§ YOUR OBJECTIVE
Set the listing down exactly; no pictures.

§ DATA
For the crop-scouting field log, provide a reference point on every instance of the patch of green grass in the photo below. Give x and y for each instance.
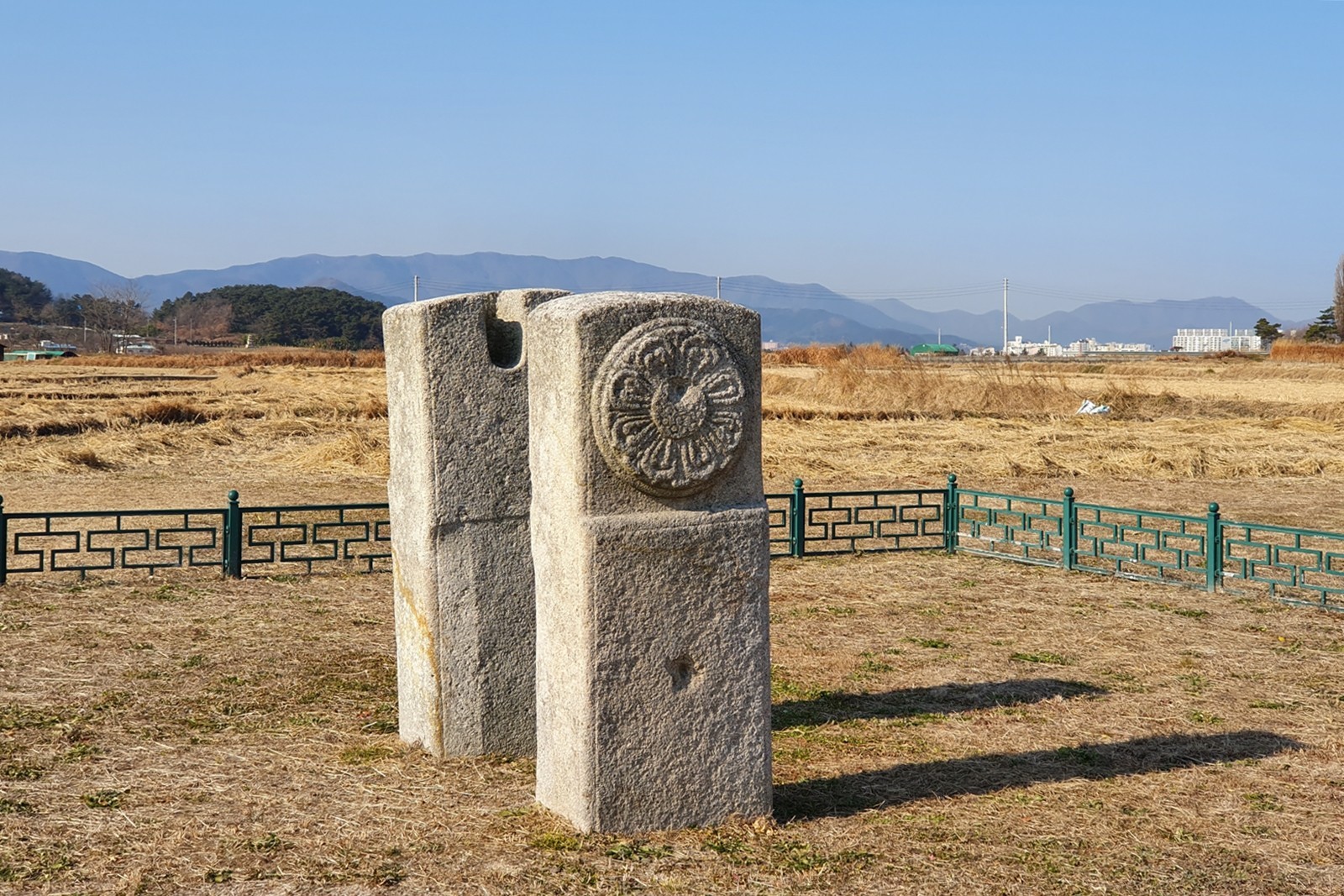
(10, 624)
(1189, 613)
(80, 752)
(636, 851)
(1288, 647)
(268, 842)
(871, 665)
(168, 593)
(781, 688)
(1082, 755)
(1195, 683)
(1263, 802)
(15, 716)
(933, 644)
(102, 799)
(39, 866)
(389, 875)
(800, 857)
(1043, 656)
(557, 841)
(726, 846)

§ ANSWER FOR THE TASK
For the crop-scouting field log, provide a reference point on every instance of the patch of green grass in the photo below. Give x and y for each instance.
(10, 624)
(1189, 613)
(80, 752)
(636, 851)
(1288, 647)
(268, 842)
(871, 665)
(168, 593)
(781, 688)
(1082, 755)
(1195, 683)
(1263, 802)
(15, 716)
(933, 644)
(102, 799)
(39, 866)
(389, 875)
(800, 857)
(1043, 656)
(557, 841)
(726, 846)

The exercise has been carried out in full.